Wavelength Surf Magazine – since 1981

5 British Mysto Waves To Look Out For This Winter

So that’s it for summer then?

This time last week, the view outside the window was one of autumnal perfection. Head high waves, light winds, sunny skies. The sort of conditions almost every surfer would break into one of those tottering jogs for. Now, the view looks very different. The horizontal rain is back and there are white horses galloping all the way to the horizon. It seems winter is upon us. 

And so, it’s time to stray from the comfort and ease of our favourite forgiving beachies and spread out across our 31 thousand kilometres of coastline, in search of whomping novelty wedges and maxed out corners. Perhaps this winter, you’ll even catch a glimpse of your coastline’s treasured mysto waves; the rarest, most formidable and totally inaccessible. The ones that hang in the space between reality and fiction, built on dubious stories, told in car parks (and on wannasurf) and grainy photos. More like riddles than actual surf spots.

Although there are hundreds to choose from, we’ve selected five of our favourites to review for you here, worth keeping an eye out for this winter if you happen to be near: 



Zorba

With the international appetite for big unruly, wind bitten burgers reaching fever pitch at Nazare, surely Europe’s hardest chargers are on the lookout for new, as yet unconquered mountains to climb (or rather, bounce down). If so, then may we suggest you look no further than the most mystical of mysto spots, situated two miles out from Britain’s most famous surfing beach. 

Zorba’s reef is a large finger of uneven granite that extends from Pentire headland at Fistral’s southern end, where long swell lines snag and pitch to form a left and right, which bumble haphazardly into a deepwater channel. It starts working when the beach is double overhead and could, in theory at least, hold pretty much any size the Atlantic could throw at it. 

During Cornwall’s brief era of tow surf enthusiasm, when most decent days at nearby Cribbar became a-buzz with skis whipping guys like Skindog, Mark ‘Egor’ Harriss and Dan Joel into feathering 15 footers, many too took a keen interest in Zorba. However, according to everyone we spoke to, despite much discussion, no one has ever attempted to surf it. (There are rumours a windsurfer might have whizzed past it once when it was breaking, but like those flips they do where they land completely submerged and then pop out like a cork, that doesn’t count.)

Of course, it needs an incredibly rare alignment of giant, long period swell and SE winds to get it going. So anyone keen for a crack would definitely have to give up excellent waves elsewhere on the continent (and perfectly clean 6-8 footers just up the coast). If all went to plan though, you could end up with a few memorable rides and genuine pioneer status, or (perhaps more likely) you could spend an expensive afternoon getting blown off the back of giant windy mush burgers while crowds watched on disappointedly from the cliff. 



The Welsh Superbank 

Breaking out in the Bristol Channel, this freight train right-hander appears in photos to be Cymru’s mud-stained answer to the Superbank. A small amount of investigation however, reveals its largely an optical illusion; the perfect impression of a perfect wave, without any of the capacity for long, mind-melting tubes served up by its Aussie namesake.

Subject to the second-largest tidal swing in the world (between 12m and 14m) and requiring a huge double-digit swell to get it going, on the best days the lineup is ravaged by impossibly strong currents, dead set on dragging you way past the take-off spot and all the way to the Severn Bridge.

--- Data segment ---

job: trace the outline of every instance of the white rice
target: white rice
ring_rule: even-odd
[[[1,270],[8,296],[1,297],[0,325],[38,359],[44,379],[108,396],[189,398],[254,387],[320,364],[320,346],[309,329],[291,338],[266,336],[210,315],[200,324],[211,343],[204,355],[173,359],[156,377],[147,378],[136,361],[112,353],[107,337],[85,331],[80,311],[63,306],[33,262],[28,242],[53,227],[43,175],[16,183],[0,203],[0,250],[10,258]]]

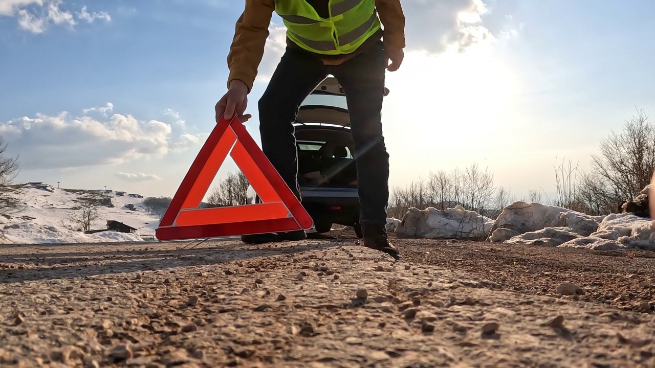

--- Required work ---
**a)** In the surf article, rewrite the paragraph beginning "Zorba’s reef is a large finger" as a short bulleted list that keeps its main facts.
**b)** From the surf article, return the passage starting with "This time last" and going on through "is upon us.", word for word.
The listing isn't needed here.

--- Results by task ---
**a)**
- Zorba's reef is a large, uneven granite finger reaching out from Pentire headland at the southern end of Fistral.
- Long swell lines catch on it and throw up a left and a right that wander into a deepwater channel.
- It starts working when the beach is double overhead.
- In theory, it could hold nearly any size the Atlantic sends.

**b)**
This time last week, the view outside the window was one of autumnal perfection. Head high waves, light winds, sunny skies. The sort of conditions almost every surfer would break into one of those tottering jogs for. Now, the view looks very different. The horizontal rain is back and there are white horses galloping all the way to the horizon. It seems winter is upon us.